• **The data**
----

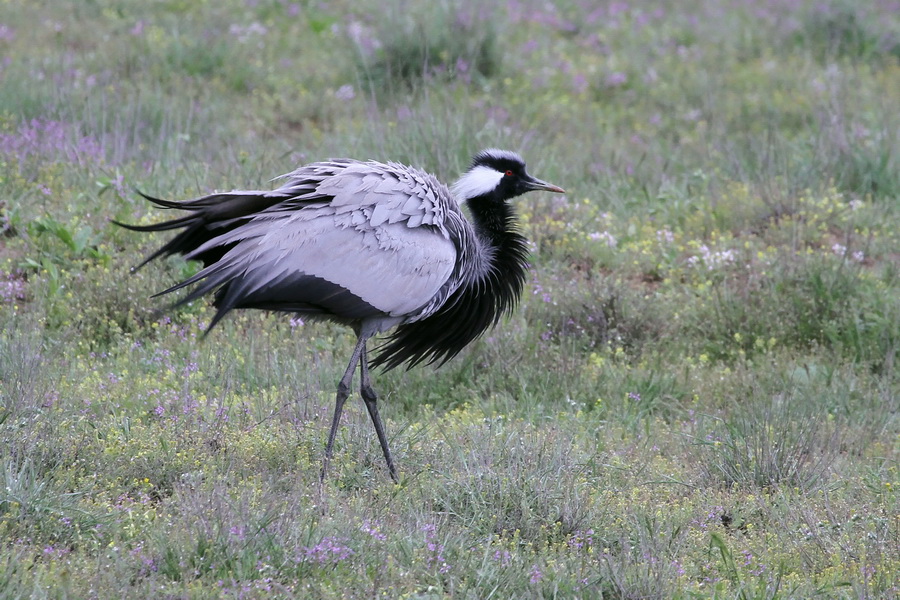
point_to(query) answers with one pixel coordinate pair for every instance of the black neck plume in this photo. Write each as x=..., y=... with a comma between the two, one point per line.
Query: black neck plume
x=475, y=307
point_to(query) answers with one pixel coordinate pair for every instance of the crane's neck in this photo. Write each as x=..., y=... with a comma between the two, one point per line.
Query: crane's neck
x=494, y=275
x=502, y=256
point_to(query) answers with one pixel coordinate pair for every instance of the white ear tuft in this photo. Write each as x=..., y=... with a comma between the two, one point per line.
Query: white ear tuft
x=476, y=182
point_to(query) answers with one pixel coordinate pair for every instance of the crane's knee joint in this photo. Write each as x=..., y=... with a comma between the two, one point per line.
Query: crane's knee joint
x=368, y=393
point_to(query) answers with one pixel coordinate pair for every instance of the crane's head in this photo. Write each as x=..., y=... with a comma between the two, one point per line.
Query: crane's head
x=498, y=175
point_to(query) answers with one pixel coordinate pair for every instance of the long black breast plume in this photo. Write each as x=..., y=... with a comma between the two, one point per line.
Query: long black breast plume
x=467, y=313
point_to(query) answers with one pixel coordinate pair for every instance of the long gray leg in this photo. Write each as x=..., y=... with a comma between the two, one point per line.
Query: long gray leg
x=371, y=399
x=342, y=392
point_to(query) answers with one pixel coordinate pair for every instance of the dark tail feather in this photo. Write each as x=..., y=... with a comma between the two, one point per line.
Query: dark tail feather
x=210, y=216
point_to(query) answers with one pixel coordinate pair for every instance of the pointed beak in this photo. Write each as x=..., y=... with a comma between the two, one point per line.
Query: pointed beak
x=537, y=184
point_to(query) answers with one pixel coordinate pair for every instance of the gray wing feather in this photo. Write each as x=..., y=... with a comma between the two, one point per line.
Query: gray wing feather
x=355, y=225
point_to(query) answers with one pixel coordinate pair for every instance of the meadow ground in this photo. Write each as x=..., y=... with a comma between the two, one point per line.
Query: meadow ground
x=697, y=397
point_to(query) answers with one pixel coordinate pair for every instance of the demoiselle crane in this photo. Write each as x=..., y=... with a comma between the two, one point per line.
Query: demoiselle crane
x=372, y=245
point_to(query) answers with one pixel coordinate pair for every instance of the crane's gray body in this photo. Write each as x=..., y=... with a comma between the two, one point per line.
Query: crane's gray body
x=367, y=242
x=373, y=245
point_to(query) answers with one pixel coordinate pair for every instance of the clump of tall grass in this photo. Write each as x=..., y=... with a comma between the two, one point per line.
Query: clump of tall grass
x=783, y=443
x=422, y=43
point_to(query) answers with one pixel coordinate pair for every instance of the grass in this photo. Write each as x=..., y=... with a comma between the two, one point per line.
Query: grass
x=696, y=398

----

• **Task to complete**
Return all the records above exactly, pictures omitted.

• **Reply**
point_to(query) answers with one pixel coordinate pair for every instance of the black neck plume in this photo. Write each as x=..., y=... with a comma between the two, one point per line.
Query: black neck plume
x=475, y=307
point_to(query) answers with one pixel coordinate pair for every instance of the crane's neck in this photo. Write each as x=..., y=... with a comma between the two, one point per line.
Query: crane's neck
x=494, y=275
x=502, y=256
point_to(query) answers with one pixel coordinate pair for every instance of the white ear tuft in this photo. Write each as x=..., y=... with a comma between the two, one point per line.
Query: white ear tuft
x=476, y=182
point_to(query) answers with one pixel coordinate pair for every instance of the crane's knee joint in this photo. Write each as x=..., y=... with a comma between the two, one point per line.
Query: crane's knee joint
x=368, y=393
point_to(query) answers with one pixel coordinate pair for every instance of the crane's head in this photo. Write each as x=..., y=... with a comma between the two, one point per line.
Query: crane's head
x=498, y=175
point_to(query) answers with one pixel coordinate pair for every instance of the long black breast plume in this photo. Write each as x=..., y=... with a comma between the two, one point per line.
Query: long black breast plume
x=467, y=313
point_to(query) answers with one pixel coordinate pair for every instance of the long gray leg in this photo. Write each as x=..., y=... with a comma between the two, one point per line.
Query: long gray leg
x=371, y=399
x=342, y=392
point_to(query) answers with one pixel coordinate pair for every instance of the dark tail feather in this photo. Write each as x=..., y=... with a comma between the two, one point per line.
Query: dark tail feather
x=210, y=216
point_to(query) answers with one pixel coordinate pair for every instance of the pointed beak in this photo. Write each as x=..., y=... with a comma between the two, one point per line.
Query: pointed beak
x=537, y=184
point_to(query) answers with one pixel coordinate pair for every instance of the gray wing feather in this photo. Write each as x=..., y=... with a comma between the two, one point per line.
Query: gray wing feather
x=355, y=225
point_to(query) answers with one pixel coordinate pair for every instance of the meadow ground in this photo. Write each as x=..., y=... with a comma between the two, one point per line.
Query: meadow ground
x=697, y=397
point_to(query) answers with one pixel coordinate pair for every instance of the demoiselle crane in this photo. Write each as x=..., y=... with a comma between the two, one point per line.
Query: demoiselle crane
x=372, y=245
point_to(query) answers with one pixel coordinate pair for every instance of the crane's gray body in this photo. Write each as x=..., y=... with a comma between the two, one point per line.
Query: crane's gray body
x=367, y=242
x=373, y=245
point_to(query) answers with one pixel coordinate pair for every instance of the clump of tall grass in this photo. Write each as x=..., y=... with a comma between the two, one point per line.
Query: clump of tall grass
x=783, y=443
x=422, y=43
point_to(query) answers with one pixel coordinate pair for every instance of the grass in this photo. Write each as x=..., y=... with a comma between the two, one point per line.
Query: grass
x=696, y=398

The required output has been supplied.